[Entries from a point annotation set]
********************

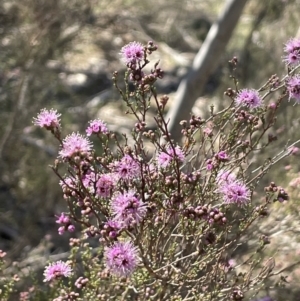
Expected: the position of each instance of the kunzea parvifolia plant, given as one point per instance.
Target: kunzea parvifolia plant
(168, 216)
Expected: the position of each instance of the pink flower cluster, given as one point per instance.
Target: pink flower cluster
(249, 98)
(232, 190)
(292, 52)
(56, 270)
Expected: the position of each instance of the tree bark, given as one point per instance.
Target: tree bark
(204, 64)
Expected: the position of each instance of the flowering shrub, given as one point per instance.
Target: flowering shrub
(168, 222)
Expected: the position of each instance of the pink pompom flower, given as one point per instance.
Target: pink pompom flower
(48, 119)
(249, 98)
(56, 270)
(132, 53)
(75, 144)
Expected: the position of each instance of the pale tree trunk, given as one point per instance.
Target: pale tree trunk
(204, 64)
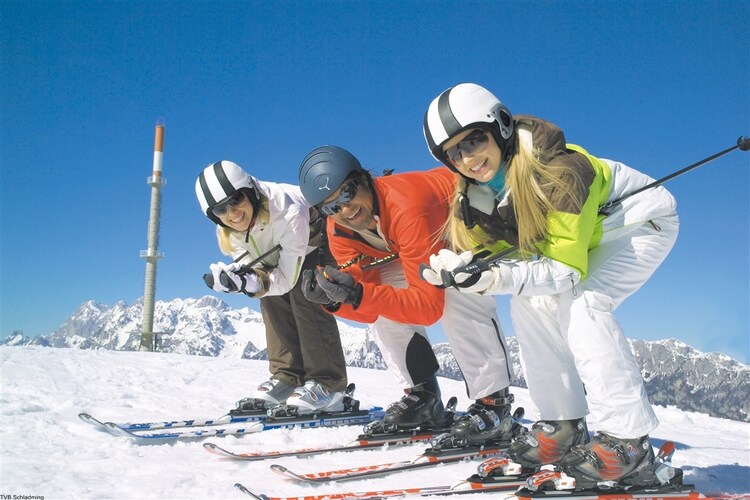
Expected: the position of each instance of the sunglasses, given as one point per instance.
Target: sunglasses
(347, 194)
(471, 144)
(220, 209)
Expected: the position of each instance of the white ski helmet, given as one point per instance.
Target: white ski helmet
(323, 170)
(465, 106)
(219, 181)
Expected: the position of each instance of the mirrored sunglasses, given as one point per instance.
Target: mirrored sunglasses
(347, 194)
(471, 144)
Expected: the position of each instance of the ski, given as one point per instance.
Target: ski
(173, 424)
(361, 443)
(374, 436)
(554, 483)
(431, 457)
(334, 419)
(654, 494)
(460, 488)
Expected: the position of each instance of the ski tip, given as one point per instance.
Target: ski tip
(666, 450)
(247, 492)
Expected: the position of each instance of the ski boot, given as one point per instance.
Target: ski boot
(269, 394)
(547, 442)
(623, 462)
(489, 419)
(420, 407)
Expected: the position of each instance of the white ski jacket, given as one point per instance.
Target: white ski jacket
(287, 224)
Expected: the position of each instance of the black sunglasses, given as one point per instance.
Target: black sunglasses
(220, 209)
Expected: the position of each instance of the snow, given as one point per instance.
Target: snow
(48, 452)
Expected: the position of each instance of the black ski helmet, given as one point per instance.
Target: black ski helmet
(462, 107)
(323, 170)
(221, 180)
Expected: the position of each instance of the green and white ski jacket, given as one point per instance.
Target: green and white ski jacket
(562, 260)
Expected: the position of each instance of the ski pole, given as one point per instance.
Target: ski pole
(208, 278)
(743, 144)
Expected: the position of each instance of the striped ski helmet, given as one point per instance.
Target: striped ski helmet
(462, 107)
(221, 180)
(323, 170)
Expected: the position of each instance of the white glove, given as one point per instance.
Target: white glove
(462, 271)
(229, 278)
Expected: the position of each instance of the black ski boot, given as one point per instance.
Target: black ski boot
(420, 407)
(489, 419)
(628, 462)
(547, 442)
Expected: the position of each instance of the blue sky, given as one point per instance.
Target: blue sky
(656, 85)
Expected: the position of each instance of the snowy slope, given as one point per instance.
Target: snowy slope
(48, 452)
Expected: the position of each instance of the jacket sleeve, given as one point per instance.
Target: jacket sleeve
(419, 303)
(544, 276)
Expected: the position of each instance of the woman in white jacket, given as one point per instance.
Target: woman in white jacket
(267, 228)
(522, 187)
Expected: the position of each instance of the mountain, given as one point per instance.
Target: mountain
(675, 373)
(47, 452)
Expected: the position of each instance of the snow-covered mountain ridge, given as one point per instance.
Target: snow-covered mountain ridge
(675, 373)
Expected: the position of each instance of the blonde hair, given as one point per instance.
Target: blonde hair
(536, 188)
(223, 233)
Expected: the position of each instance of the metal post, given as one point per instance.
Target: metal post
(152, 255)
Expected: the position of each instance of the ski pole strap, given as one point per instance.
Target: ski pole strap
(497, 401)
(743, 144)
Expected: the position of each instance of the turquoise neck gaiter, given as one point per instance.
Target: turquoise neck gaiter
(497, 183)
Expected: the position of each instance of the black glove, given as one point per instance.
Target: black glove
(312, 291)
(339, 287)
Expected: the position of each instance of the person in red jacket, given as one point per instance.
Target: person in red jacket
(380, 230)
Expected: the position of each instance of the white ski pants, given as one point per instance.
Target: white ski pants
(470, 323)
(573, 339)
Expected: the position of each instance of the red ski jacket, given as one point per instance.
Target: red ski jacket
(412, 208)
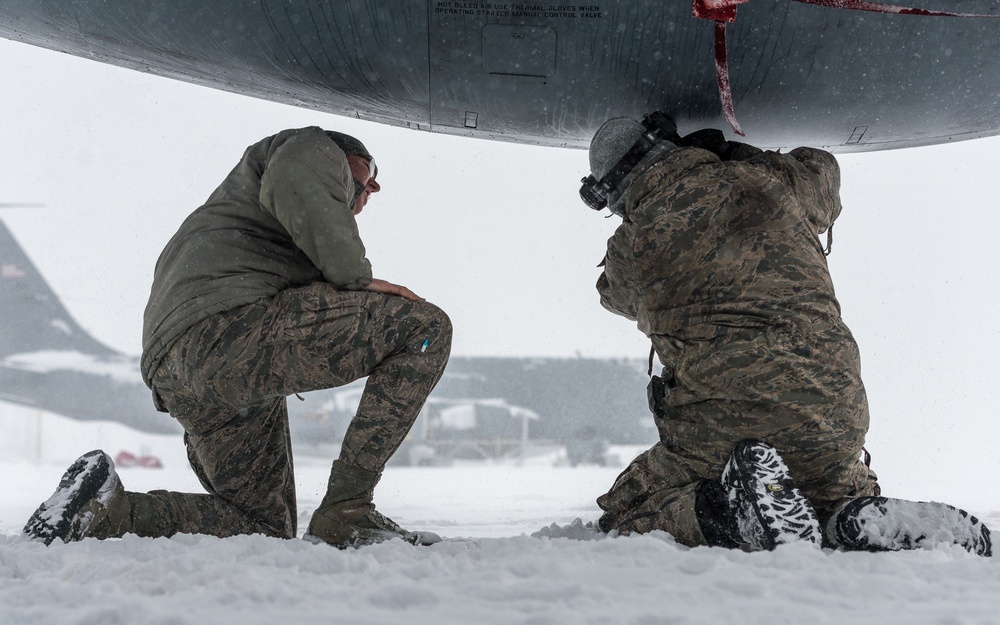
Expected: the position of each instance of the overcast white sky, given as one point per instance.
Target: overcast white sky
(496, 235)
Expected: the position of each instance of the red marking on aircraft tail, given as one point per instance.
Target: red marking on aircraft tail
(724, 11)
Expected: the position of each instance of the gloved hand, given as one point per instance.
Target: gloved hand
(714, 141)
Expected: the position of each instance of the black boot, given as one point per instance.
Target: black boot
(347, 517)
(755, 504)
(89, 502)
(883, 524)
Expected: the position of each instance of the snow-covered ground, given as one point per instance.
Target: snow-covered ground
(499, 575)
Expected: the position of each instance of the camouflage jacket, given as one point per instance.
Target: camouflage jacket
(712, 252)
(282, 218)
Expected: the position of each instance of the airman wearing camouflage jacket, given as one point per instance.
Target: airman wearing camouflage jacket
(719, 262)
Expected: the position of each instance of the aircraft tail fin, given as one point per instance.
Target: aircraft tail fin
(33, 319)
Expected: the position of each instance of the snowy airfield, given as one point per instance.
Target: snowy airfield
(498, 574)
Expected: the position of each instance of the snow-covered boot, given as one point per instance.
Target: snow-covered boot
(767, 509)
(347, 517)
(89, 502)
(883, 524)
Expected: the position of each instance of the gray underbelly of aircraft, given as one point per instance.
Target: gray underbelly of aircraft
(551, 72)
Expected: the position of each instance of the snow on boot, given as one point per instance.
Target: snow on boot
(375, 527)
(768, 509)
(347, 517)
(883, 524)
(89, 502)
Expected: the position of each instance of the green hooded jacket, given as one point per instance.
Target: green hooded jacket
(281, 219)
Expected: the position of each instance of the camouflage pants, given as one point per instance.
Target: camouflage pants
(798, 390)
(225, 380)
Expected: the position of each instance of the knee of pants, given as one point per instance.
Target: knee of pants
(436, 322)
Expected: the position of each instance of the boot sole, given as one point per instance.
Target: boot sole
(883, 524)
(775, 511)
(91, 477)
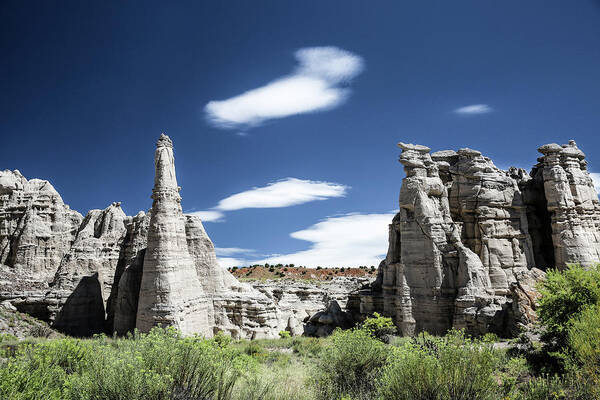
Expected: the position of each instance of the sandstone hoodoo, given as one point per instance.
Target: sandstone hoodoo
(170, 291)
(108, 272)
(470, 240)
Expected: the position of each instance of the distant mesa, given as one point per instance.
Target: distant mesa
(466, 250)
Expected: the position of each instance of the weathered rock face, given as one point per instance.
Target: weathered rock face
(301, 304)
(170, 292)
(36, 227)
(111, 273)
(464, 248)
(572, 203)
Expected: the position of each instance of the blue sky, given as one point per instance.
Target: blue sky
(285, 115)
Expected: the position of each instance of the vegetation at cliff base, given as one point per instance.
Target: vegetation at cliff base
(366, 362)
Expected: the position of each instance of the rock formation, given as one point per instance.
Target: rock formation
(170, 291)
(302, 303)
(470, 240)
(109, 272)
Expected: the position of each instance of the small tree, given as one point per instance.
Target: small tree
(379, 326)
(564, 295)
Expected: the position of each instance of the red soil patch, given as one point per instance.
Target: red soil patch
(284, 271)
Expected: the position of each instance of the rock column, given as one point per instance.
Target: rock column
(170, 292)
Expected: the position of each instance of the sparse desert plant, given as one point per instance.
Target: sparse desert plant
(40, 330)
(449, 368)
(564, 295)
(350, 365)
(307, 346)
(379, 326)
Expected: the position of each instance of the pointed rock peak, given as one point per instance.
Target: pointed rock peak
(164, 141)
(415, 147)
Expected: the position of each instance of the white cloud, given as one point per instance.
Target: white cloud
(284, 193)
(596, 178)
(313, 86)
(209, 215)
(343, 241)
(229, 251)
(474, 109)
(227, 262)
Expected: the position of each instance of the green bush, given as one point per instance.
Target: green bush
(307, 346)
(350, 365)
(159, 365)
(584, 342)
(564, 295)
(449, 368)
(379, 326)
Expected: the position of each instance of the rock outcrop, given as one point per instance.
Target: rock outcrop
(470, 240)
(109, 272)
(170, 291)
(300, 301)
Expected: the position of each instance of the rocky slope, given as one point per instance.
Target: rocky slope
(108, 272)
(471, 241)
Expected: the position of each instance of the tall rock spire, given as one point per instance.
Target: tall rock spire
(170, 292)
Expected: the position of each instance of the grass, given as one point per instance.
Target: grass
(349, 365)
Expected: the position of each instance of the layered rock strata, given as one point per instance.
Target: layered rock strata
(109, 272)
(302, 304)
(170, 291)
(470, 241)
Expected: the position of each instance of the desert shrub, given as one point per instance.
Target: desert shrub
(307, 346)
(584, 343)
(449, 368)
(159, 365)
(284, 334)
(350, 365)
(40, 330)
(254, 349)
(40, 371)
(379, 326)
(564, 295)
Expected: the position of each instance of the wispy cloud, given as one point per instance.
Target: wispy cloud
(230, 251)
(343, 241)
(596, 178)
(474, 109)
(316, 84)
(283, 193)
(209, 215)
(227, 262)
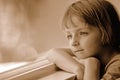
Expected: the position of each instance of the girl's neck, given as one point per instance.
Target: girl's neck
(106, 56)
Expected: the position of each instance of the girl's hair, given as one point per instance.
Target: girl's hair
(97, 13)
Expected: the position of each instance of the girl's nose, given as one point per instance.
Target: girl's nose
(75, 43)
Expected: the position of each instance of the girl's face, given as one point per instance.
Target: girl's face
(84, 40)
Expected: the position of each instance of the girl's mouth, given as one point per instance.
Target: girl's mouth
(79, 50)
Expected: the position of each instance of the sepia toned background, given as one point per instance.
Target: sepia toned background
(34, 22)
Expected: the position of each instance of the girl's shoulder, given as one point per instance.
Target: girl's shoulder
(112, 70)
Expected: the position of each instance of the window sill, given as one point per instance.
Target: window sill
(37, 70)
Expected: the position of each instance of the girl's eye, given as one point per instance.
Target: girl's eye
(84, 33)
(69, 36)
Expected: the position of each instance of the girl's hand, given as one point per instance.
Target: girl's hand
(63, 59)
(91, 68)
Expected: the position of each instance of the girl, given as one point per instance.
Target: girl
(93, 31)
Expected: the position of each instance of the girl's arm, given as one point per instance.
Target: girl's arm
(63, 59)
(92, 68)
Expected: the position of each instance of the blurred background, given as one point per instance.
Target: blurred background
(34, 22)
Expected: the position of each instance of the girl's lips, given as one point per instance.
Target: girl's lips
(78, 50)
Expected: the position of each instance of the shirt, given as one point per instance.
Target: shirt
(112, 69)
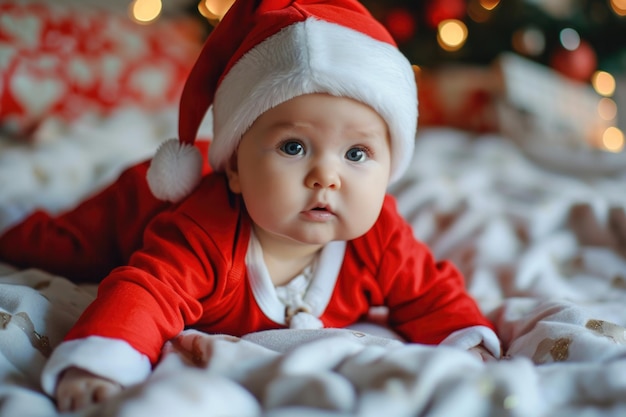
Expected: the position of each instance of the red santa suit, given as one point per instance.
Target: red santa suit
(200, 267)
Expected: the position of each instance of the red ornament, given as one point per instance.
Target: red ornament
(578, 64)
(439, 10)
(401, 24)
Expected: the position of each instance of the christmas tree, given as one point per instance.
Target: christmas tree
(575, 37)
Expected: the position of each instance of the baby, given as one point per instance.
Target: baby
(315, 113)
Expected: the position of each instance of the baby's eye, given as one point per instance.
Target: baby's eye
(356, 154)
(292, 148)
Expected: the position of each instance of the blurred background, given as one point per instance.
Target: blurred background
(549, 74)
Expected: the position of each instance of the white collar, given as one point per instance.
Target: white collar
(320, 290)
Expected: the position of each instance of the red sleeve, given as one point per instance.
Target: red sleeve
(166, 284)
(85, 243)
(427, 299)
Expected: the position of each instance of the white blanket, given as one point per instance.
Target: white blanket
(558, 304)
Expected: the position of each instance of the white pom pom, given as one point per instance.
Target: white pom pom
(175, 171)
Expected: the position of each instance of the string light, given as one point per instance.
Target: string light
(218, 8)
(570, 39)
(619, 7)
(451, 34)
(145, 11)
(603, 83)
(607, 109)
(613, 139)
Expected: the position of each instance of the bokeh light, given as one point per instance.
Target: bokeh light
(145, 11)
(619, 7)
(570, 39)
(451, 34)
(603, 83)
(607, 109)
(613, 139)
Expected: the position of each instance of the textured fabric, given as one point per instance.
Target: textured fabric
(191, 273)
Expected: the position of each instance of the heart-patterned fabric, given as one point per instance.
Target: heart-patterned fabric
(63, 62)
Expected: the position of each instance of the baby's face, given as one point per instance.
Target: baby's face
(313, 169)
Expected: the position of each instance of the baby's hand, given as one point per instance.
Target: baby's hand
(78, 388)
(482, 353)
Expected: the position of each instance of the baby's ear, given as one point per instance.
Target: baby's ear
(232, 174)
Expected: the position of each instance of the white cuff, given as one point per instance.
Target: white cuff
(109, 358)
(474, 336)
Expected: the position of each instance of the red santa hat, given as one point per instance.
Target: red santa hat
(266, 52)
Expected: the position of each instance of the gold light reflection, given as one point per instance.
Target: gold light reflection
(451, 34)
(619, 7)
(613, 139)
(216, 8)
(607, 109)
(489, 4)
(603, 83)
(145, 11)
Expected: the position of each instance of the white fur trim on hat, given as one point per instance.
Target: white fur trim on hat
(175, 170)
(315, 56)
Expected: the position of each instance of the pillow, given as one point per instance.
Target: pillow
(64, 61)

********************

• _PROBLEM REQUIREMENTS_
Every line from the one containing "santa hat, given as one point per instance." through the end of the data must be repeated exactly, and no other line.

• _SOLVED PROBLEM_
Expected: the position of each instance of the red santa hat, given as one point per instance.
Target: red santa hat
(266, 52)
Expected: the position of each instance of the gold light reflection, given as one point per instance.
Target: gold light reflection
(451, 34)
(619, 7)
(613, 139)
(216, 8)
(607, 109)
(489, 4)
(603, 83)
(145, 11)
Expected: the position of each instance of the white fur trim on hat, given as one point per instance.
Target: white fur trim on hat
(175, 170)
(315, 56)
Expected: the position of each instance of the pillow, given as one point per instance.
Target: pillow
(64, 61)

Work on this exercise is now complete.